### Passage provided ###

# Tear stains



## Dove (Feb 12, 2006)

Di got her tear ducts flushed today and my vet told me to use just Peroxide on her stains. He said that it works really well...I am guessing from everything I have read here that this isn't a good thing...I brought her home and washed her stains with Show-off then used Ice on Ice...I didn't want to use just peroxide unless I was told by people who know that it is okay....


----------



## wagirl98665 (Jan 5, 2006)

> Di got her tear ducts flushed today and my vet told me to use just Peroxide on her stains. He said that it works really well...I am guessing from everything I have read here that this isn't a good thing...I brought her home and washed her stains with Show-off then used Ice on Ice...I didn't want to use just peroxide unless I was told by people who know that it is okay....[/B]



Huh, well maybe we have the wrong impression of peroxide because when Mikey had his eye surgery they told me to wash his face with peroxide, no where in the area of where the surgery was done. It was for cleaning the blood off his face. I don't know if that was because of the surgery or if it's just a standard washing solution.


----------



## MissMelanie (Feb 13, 2006)

When we got Sir Micro our Vet suggested to wash his stains with 1 part water and 2 parts peroxide. We did this for about 3 months with very little change, henceforth we went on the big hunt for something better.

GOOD luck!
Melanie


----------



## Dove (Feb 12, 2006)

> When we got Sir Micro our Vet suggested to wash his stains with 1 part water and 2 parts peroxide. We did this for about 3 months with very little change, henceforth we went on the big hunt for something better.
> 
> GOOD luck!
> Melanie[/B]


And what have you found to work the best???


----------



## I found nemo (Feb 23, 2006)

### Data segment ###

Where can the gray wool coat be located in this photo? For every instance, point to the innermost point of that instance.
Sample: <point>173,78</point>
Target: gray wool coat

###

▶ **About this task**: Please give the tear stains thread again, beginning at the words "## wagirl98665 (Jan" and stopping after "(Feb 13, 2006)", and swap every "surgery" for "procedure".

▶ **Answer for the task**:
## wagirl98665 (Jan 5, 2006)

> Di got her tear ducts flushed today and my vet told me to use just Peroxide on her stains. He said that it works really well...I am guessing from everything I have read here that this isn't a good thing...I brought her home and washed her stains with Show-off then used Ice on Ice...I didn't want to use just peroxide unless I was told by people who know that it is okay....[/B]



Huh, well maybe we have the wrong impression of peroxide because when Mikey had his eye procedure they told me to wash his face with peroxide, no where in the area of where the procedure was done. It was for cleaning the blood off his face. I don't know if that was because of the procedure or if it's just a standard washing solution.


----------



## MissMelanie (Feb 13, 2006)